• Quoted text:
::::
Skip to content

[Bug] DeepSeek v3.1 Performance Regression: 0.5.1 vs 0.5.9 #21012

@gogongxt

Description

@gogongxt

Checklist

  • I searched related issues but found no solution.
  • The bug persists in the latest version.
  • Issues without environment info and a minimal reproducible demo are hard to resolve and may receive no feedback.
  • If this is not a bug report but a general question, please start a discussion at https://github.com/sgl-project/sglang/discussions. Otherwise, it will be closed.
  • Please use English. Otherwise, it will be closed.

Describe the bug

DeepSeek v3.1 Performance Regression: 0.5.1 vs 0.5.9

Tag 0.5.9 and the latest commit have the same performance for deepseek v3.1.
::::
• Stored data:
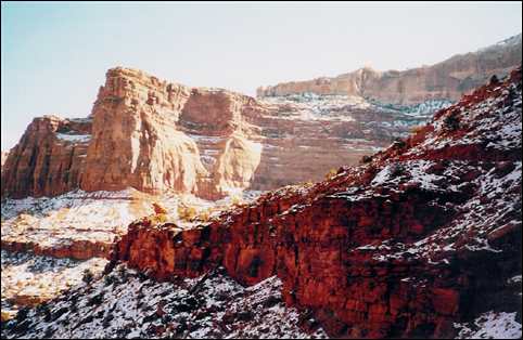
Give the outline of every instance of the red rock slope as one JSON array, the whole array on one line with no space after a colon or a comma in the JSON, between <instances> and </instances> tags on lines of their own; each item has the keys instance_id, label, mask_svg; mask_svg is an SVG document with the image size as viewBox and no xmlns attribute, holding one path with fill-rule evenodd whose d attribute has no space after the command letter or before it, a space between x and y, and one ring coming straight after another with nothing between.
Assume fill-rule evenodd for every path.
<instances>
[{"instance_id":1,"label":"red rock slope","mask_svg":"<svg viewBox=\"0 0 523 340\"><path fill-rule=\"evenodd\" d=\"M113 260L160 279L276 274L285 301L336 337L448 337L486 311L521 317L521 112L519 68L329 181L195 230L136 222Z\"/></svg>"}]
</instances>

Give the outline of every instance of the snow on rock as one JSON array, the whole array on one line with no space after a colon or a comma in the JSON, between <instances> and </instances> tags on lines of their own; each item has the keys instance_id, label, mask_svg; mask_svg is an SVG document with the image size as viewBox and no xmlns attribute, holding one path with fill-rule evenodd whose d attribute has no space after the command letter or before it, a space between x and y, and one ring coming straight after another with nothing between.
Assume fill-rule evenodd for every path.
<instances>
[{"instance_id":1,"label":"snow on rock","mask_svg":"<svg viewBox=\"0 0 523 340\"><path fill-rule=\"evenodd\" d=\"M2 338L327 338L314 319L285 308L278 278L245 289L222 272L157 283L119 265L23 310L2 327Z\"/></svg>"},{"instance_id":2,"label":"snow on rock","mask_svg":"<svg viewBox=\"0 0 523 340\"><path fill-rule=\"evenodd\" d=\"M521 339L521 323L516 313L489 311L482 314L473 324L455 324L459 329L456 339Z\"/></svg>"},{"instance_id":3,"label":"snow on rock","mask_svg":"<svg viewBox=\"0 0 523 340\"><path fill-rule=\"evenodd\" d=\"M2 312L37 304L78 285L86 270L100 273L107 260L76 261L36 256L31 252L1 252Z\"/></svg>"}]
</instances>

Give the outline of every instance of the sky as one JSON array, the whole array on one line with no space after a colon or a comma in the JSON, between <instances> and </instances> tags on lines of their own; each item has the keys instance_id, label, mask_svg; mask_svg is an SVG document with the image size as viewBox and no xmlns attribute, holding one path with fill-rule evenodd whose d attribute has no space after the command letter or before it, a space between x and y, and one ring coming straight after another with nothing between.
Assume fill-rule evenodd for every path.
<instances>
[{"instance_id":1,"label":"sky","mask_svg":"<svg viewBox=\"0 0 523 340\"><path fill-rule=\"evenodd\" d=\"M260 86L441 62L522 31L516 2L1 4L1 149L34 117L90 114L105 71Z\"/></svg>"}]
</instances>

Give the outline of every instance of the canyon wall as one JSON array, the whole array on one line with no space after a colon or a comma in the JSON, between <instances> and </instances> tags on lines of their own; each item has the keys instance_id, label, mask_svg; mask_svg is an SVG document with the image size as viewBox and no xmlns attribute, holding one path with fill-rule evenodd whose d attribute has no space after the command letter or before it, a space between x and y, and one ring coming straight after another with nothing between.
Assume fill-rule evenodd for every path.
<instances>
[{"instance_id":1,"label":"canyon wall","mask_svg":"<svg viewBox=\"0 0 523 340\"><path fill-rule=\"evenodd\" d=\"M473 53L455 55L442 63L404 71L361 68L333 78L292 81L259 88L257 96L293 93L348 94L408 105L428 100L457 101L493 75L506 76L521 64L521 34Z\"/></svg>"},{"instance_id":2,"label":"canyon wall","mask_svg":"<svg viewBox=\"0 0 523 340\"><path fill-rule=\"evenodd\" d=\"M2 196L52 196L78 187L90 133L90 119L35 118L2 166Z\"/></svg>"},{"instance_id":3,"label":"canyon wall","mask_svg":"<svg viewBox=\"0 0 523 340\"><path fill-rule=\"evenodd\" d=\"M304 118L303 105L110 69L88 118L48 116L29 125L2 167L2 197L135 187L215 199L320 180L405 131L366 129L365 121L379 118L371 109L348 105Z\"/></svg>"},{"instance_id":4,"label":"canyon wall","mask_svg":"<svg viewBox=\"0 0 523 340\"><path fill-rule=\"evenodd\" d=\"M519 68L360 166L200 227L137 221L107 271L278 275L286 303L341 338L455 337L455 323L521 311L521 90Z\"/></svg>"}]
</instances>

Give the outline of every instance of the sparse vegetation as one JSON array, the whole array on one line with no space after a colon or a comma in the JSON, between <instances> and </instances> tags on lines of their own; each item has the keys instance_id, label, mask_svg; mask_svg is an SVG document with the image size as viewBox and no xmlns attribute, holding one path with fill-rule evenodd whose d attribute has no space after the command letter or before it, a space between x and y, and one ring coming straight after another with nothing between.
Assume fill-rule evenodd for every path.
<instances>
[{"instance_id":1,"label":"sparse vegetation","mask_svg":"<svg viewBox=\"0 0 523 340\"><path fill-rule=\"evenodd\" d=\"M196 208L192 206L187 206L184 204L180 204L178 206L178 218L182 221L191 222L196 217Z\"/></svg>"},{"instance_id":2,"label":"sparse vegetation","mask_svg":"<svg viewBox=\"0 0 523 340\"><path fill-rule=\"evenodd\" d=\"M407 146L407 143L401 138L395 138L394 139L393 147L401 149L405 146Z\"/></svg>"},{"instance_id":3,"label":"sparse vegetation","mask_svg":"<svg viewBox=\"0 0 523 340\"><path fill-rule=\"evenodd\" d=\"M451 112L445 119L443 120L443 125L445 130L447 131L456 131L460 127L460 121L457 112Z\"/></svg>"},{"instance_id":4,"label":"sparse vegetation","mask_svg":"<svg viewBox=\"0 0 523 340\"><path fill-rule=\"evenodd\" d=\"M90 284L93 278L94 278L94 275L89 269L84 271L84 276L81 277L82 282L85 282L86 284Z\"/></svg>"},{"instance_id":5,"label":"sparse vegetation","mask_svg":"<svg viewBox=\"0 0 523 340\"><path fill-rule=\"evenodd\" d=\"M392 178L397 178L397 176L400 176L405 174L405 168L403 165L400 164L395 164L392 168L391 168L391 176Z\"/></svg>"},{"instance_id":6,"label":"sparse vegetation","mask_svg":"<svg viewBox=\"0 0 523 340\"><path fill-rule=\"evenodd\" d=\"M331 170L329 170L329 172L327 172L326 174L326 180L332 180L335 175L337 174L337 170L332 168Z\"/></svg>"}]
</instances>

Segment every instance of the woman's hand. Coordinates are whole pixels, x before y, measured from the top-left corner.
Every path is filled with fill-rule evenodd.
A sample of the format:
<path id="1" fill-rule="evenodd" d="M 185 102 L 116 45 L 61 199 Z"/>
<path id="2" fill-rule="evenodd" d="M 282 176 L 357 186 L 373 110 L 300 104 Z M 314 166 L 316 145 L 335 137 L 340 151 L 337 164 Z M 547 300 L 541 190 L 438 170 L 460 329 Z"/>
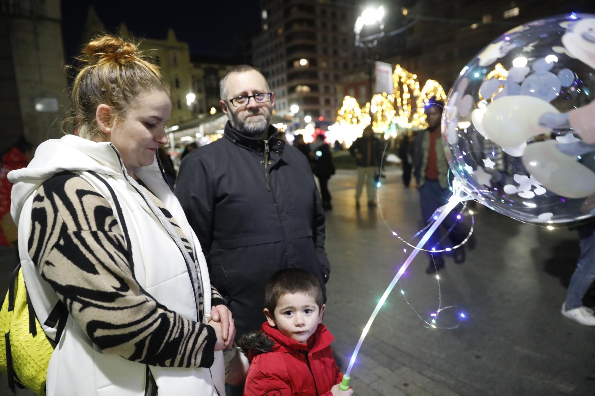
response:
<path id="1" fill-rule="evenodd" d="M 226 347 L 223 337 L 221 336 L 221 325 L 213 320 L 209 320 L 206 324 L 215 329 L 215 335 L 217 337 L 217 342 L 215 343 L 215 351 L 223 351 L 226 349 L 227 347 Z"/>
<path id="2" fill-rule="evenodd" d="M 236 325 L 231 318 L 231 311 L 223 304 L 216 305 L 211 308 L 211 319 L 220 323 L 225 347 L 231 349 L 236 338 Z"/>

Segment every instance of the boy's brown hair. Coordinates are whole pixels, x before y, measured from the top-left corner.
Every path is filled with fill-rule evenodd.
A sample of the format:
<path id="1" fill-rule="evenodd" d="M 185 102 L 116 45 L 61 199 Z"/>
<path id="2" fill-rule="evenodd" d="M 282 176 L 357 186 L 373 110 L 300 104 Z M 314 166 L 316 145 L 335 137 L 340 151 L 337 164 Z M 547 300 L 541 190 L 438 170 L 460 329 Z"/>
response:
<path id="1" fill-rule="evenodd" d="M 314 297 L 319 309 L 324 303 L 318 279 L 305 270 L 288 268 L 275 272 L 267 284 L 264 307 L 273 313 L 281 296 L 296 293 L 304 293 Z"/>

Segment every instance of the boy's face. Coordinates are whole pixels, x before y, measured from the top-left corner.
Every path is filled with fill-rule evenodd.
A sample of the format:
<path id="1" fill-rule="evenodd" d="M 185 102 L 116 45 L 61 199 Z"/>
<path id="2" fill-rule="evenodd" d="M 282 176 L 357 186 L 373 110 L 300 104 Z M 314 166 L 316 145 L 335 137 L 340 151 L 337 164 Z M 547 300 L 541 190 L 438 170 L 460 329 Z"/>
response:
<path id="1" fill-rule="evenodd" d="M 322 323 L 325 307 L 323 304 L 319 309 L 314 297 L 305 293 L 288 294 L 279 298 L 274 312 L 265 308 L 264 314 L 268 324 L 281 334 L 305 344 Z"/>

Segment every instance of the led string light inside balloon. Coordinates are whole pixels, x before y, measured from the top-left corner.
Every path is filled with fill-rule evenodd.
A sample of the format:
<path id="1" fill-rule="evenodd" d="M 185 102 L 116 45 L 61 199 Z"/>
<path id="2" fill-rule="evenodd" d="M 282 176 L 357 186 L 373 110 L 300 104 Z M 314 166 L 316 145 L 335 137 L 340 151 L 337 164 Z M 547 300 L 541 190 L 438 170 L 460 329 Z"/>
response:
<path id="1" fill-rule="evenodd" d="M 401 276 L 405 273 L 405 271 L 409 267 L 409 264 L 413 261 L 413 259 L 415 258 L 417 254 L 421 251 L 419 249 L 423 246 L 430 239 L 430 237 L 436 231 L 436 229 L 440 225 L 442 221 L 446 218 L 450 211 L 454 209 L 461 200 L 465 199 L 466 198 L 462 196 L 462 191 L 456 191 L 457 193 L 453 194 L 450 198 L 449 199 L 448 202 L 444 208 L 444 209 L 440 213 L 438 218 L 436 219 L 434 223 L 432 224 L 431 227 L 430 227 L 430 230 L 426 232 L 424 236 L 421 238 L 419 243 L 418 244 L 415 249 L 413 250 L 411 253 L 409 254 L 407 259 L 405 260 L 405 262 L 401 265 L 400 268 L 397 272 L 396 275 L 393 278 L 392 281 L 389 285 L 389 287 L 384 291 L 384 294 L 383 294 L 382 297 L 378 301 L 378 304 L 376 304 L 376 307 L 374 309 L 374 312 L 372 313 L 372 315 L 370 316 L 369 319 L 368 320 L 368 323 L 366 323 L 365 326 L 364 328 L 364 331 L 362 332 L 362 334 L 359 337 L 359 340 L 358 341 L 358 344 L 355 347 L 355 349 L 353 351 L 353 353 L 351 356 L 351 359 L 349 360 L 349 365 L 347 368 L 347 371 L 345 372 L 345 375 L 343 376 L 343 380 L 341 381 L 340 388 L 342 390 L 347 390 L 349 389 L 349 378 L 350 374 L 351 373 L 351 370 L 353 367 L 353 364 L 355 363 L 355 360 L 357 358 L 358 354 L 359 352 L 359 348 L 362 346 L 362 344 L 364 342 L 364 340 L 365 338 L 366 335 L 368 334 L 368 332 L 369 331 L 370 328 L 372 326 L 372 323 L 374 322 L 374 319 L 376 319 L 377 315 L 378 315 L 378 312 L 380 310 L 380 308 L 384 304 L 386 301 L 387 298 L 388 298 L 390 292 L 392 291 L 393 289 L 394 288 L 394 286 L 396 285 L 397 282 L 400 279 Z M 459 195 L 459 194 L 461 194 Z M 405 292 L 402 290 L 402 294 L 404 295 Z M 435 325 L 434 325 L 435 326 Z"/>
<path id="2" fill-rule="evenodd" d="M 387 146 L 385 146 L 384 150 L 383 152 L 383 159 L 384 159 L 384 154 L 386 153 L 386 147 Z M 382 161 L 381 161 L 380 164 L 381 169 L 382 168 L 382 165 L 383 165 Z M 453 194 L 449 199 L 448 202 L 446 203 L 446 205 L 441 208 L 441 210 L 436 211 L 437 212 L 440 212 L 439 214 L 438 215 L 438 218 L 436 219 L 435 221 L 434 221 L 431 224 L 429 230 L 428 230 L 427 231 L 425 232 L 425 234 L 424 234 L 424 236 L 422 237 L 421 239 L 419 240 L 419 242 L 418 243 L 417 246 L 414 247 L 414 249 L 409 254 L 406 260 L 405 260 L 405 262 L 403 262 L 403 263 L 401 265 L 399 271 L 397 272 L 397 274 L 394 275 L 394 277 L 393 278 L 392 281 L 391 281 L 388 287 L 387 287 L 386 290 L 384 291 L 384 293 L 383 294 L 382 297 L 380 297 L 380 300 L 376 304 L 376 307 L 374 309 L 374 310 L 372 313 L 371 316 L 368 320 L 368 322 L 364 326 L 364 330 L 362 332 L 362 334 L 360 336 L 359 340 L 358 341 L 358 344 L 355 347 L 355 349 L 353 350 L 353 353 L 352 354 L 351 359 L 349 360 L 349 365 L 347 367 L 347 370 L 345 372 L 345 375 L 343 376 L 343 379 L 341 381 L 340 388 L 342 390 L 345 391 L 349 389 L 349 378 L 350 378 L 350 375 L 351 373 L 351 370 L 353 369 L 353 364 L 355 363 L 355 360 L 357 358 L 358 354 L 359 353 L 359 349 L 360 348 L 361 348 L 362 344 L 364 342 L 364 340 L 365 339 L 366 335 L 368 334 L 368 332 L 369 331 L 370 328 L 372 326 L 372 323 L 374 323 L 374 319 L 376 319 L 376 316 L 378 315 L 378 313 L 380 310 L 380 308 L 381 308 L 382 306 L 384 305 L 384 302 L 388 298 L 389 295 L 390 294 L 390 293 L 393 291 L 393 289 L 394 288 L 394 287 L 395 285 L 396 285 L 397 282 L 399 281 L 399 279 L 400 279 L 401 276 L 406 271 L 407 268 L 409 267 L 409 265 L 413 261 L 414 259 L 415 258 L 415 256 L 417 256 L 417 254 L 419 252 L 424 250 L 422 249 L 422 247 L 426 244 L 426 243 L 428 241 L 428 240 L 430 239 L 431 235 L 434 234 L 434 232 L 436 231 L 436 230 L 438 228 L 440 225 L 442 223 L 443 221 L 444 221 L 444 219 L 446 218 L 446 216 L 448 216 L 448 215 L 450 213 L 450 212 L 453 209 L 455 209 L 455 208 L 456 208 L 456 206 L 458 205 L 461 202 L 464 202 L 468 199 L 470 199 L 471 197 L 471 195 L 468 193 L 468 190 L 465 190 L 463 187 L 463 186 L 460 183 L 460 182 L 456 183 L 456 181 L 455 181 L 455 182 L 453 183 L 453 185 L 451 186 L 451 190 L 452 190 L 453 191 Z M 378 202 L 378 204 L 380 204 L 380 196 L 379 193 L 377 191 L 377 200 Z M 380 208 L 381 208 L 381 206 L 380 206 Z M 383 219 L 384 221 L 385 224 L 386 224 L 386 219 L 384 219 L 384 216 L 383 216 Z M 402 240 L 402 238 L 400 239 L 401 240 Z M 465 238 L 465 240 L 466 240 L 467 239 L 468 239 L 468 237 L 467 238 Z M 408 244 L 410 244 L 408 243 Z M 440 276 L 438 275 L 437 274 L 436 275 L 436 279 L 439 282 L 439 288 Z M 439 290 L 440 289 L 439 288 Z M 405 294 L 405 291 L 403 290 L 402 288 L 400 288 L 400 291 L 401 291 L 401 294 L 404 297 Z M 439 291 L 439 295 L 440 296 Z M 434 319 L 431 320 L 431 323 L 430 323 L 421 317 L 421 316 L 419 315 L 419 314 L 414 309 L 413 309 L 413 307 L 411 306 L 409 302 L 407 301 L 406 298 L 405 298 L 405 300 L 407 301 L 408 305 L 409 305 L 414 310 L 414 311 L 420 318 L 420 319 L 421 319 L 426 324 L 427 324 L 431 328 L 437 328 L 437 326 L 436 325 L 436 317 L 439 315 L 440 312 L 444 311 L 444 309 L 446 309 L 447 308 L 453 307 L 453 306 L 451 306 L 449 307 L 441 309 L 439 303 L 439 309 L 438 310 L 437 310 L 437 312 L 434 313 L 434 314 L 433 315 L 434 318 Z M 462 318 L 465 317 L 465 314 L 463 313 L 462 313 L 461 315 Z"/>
::::
• Required actions:
[1] In the bug report, which tag has the same DeepSeek v3.1 performance as the latest commit?
[2] Pick up the bug report right after its last sentence and keep writing it.

• Responses per task:
[1] Tag 0.5.9

[2]
machine: H20*8 TP8


tag 0.5.1 cmd:

python3 -m sglang.launch_server --mem-fraction-static 0.8 --model-path /data/jianshu-models/DeepSeek-V3.1 --attention-backend fa3 --log-level info --log-requests --log-requests-level 0 --collect-tokens-histogram --enable-metrics --enable-cache-report --tp-size 8 --watchdog-timeout 3600 --host 0.0.0.0 --port 64100 --trust-remote-code --served-model-name deepseek-v31 --model-loader-extra-config '{"enable_multithread_load": true, "num_threads": 32}'

0.5.9 cmd:

python3 -m sglang.launch_server --mem-fraction-static 0.8 --model-path /data/jianshu-models/DeepSeek-V3.1 --attention-backend fa3 --log-level info --log-requests --log-requests-level 0 --collect-tokens-histogram --enable-metrics --enable-cache-report --tp-size 8 --watchdog-timeout 3600 --host 0.0.0.0 --port 64100 --trust-remote-code --served-model-name deepseek-v31 --disable-piecewise-cuda-graph --model-loader-extra-config '{"enable_multithread_load": true, "num_threads": 32}'

Actually pcg has little influence to the 0.5.9 benchmark result, so just keep disable.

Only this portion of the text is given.